__Petunjuk Tugas__: Tolong salin kata demi kata bagian teks bacaan di bawah, mulai dari "Empat Perwira Menengah" sampai dengan "Lambas Parto Tambunan.".

─── Teks Bacaan

GUNUNGSITOLI – BALUSENIAS.COM
Markas Komando Kepolisian Resor Nias didatangi 22 aktivis dan jurnalis pada Selasa, 6 Mei 2025. Berkumpul spontan, mereka sehati menanyakan penanganan sejumlah perkara yang dilaporkan masyarakat.
Dua kasus utama, adalah dugaan penyekapan disertai penganiayaan dan perkara lanjutan atas aksi sweeping oleh anggota salah satu organisasi kemasyarakatan di Kota Gunungsitoli.
Empat Perwira Menengah menerima para aktivis dan jurnalis dengan Kepala Satuan Bimbingan Masyarakat, AKP Narson Waruwu, sebagai mediator.
Hadir Kepala Satuan Intelijen dan Keamanan Iptu Agam Parlindungan dan Kaur Bin Ops Satintelkam Ipda Berlian Harefa. Sebagai narasumber mewakili Kapolres Nias AKBP Revi Nurvelani, adalah Kepala Satreskrim AKP Adlersen Lambas Parto Tambunan.

──────
─── Data yang Diberikan

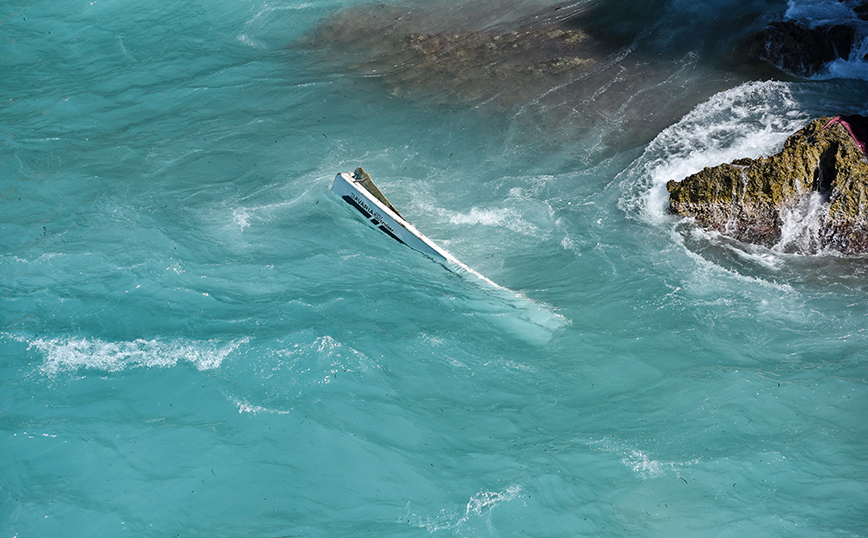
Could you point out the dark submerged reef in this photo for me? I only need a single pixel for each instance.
(617, 71)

──────

__Jawaban Latihan__:
Empat Perwira Menengah menerima para aktivis dan jurnalis dengan Kepala Satuan Bimbingan Masyarakat, AKP Narson Waruwu, sebagai mediator.
Hadir Kepala Satuan Intelijen dan Keamanan Iptu Agam Parlindungan dan Kaur Bin Ops Satintelkam Ipda Berlian Harefa. Sebagai narasumber mewakili Kapolres Nias AKBP Revi Nurvelani, adalah Kepala Satreskrim AKP Adlersen Lambas Parto Tambunan.